> **Work to complete**:
Transcribe the full listing exactly, and drop every picture.

★ ★ ★ ★ ★

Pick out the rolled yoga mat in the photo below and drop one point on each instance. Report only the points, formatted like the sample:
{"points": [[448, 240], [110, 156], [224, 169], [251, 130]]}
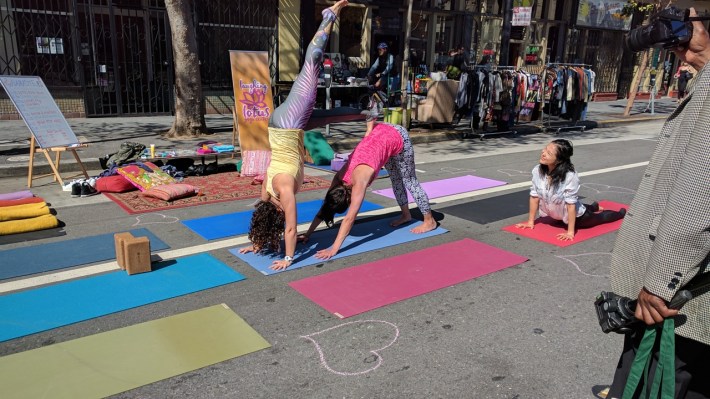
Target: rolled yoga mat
{"points": [[21, 201], [24, 211], [115, 361], [62, 254], [16, 195], [41, 309], [24, 226], [358, 289]]}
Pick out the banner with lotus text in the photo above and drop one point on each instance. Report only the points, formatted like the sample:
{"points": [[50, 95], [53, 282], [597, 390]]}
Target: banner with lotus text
{"points": [[253, 107]]}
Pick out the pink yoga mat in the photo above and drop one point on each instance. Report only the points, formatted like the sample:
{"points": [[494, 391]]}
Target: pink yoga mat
{"points": [[455, 185], [546, 232], [355, 290]]}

★ ★ ★ ★ ★

> **Exercise solution**:
Pick out the rolled yoga mat in the photo below and drop one point on each instance. Report only the points, formatted like the sample:
{"points": [[448, 240], [110, 156], [224, 169], [251, 130]]}
Target: rolled yoga mat
{"points": [[21, 201], [24, 211], [115, 361], [62, 254], [16, 195], [41, 309], [24, 226], [358, 289]]}
Pick out the banner with lotus text in the photo above and drop one point on each instance. Report only the points, formatted like the sample:
{"points": [[50, 95], [53, 282], [597, 390]]}
Target: banner with lotus text
{"points": [[253, 107]]}
Pick out the pink yoga mat in the photo above and drop one point on each instance. Report only the points, formatted like the sample:
{"points": [[494, 391]]}
Target: pink yoga mat
{"points": [[455, 185], [546, 232], [355, 290]]}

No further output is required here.